Passage provided section start
However, lawyers and urban experts, while terming them “absolutely preventable deaths”, recommend that the government consider them as “deaths caused due to negligence if not culpable homicide not amounting to murder” and not merely record them as accidental falls.
Analysis of data between January 1, 2015 and December 31, 2020 shows that only 3% of people involved in such falls survive with injuries. In the said period, 5,568 people fell into either a manhole or a pit, of whom only 175 survived with injuries, the remaining 97% (5,393) died after they fell.

Advocate Clifton Rozario, said: “There’s a concept called absolute liability: Maintenance of manholes, sewers, and roads are all statutory duties of the state’s authorities, which is why we pay tax and we have governments and bureaucracy. So when someone dies because of an open manhole or gets electrocuted because of an unattended live wire, it should be the responsibility of the authorities. All these deaths are preventable. ”
Not only are they liable to compensate the families of victims monetarily but they are also criminally liable, Rozario said, adding that such deaths, therefore, are deaths caused by negligence or dereliction of duty.
Passage provided section end
Stored data section start
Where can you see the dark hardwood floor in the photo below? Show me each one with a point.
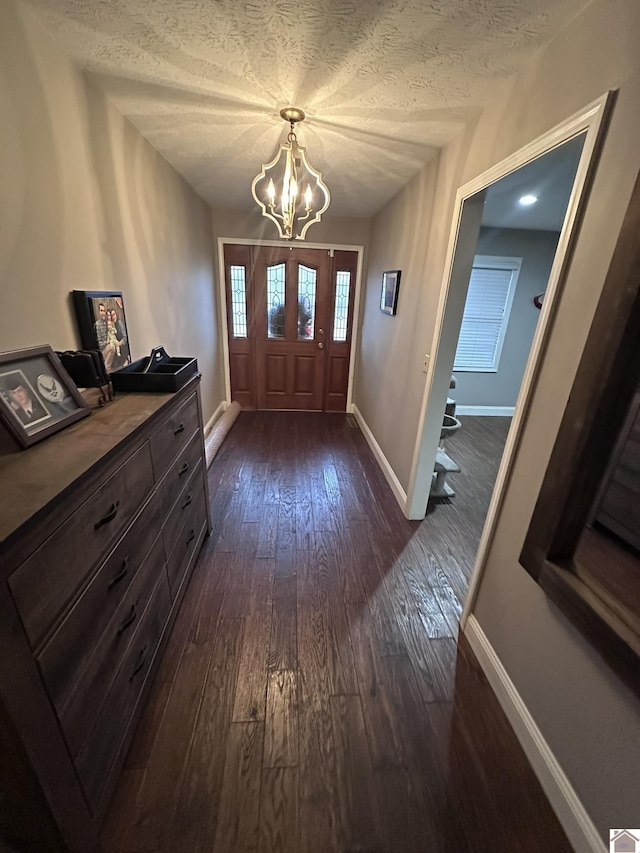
Stored data section end
# [What you will do]
1. Answer these questions from the passage on manhole and pit deaths:
(a) How many people fell into a manhole or a pit between January 1, 2015 and December 31, 2020?
(b) What concept does Advocate Clifton Rozario name?
(c) Besides monetary compensation, in what other way does Rozario say the authorities are liable?
2. Please print the part of the passage on manhole and pit deaths that opens with the words containing "Not only are" and closes with "dereliction of duty.".
3. For each statement, decide whether it agrees with the passage on manhole and pit deaths, and quote the words that settle it:
(a) About 3% of the people who fell survived with injuries.
(b) Rozario says that maintaining manholes is the duty of private property owners.
(c) Lawyers and urban experts recommend that the deaths be recorded as accidental falls.

# [Answers by item number]
1.
(a) 5,568
(b) Absolute liability
(c) They are also criminally liable.

2.
Not only are they liable to compensate the families of victims monetarily but they are also criminally liable, Rozario said, adding that such deaths, therefore, are deaths caused by negligence or dereliction of duty.

3.
(a) Yes: "only 3% of people involved in such falls survive with injuries"
(b) No: "Maintenance of manholes, sewers, and roads are all statutory duties of the state’s authorities"
(c) No: "and not merely record them as accidental falls"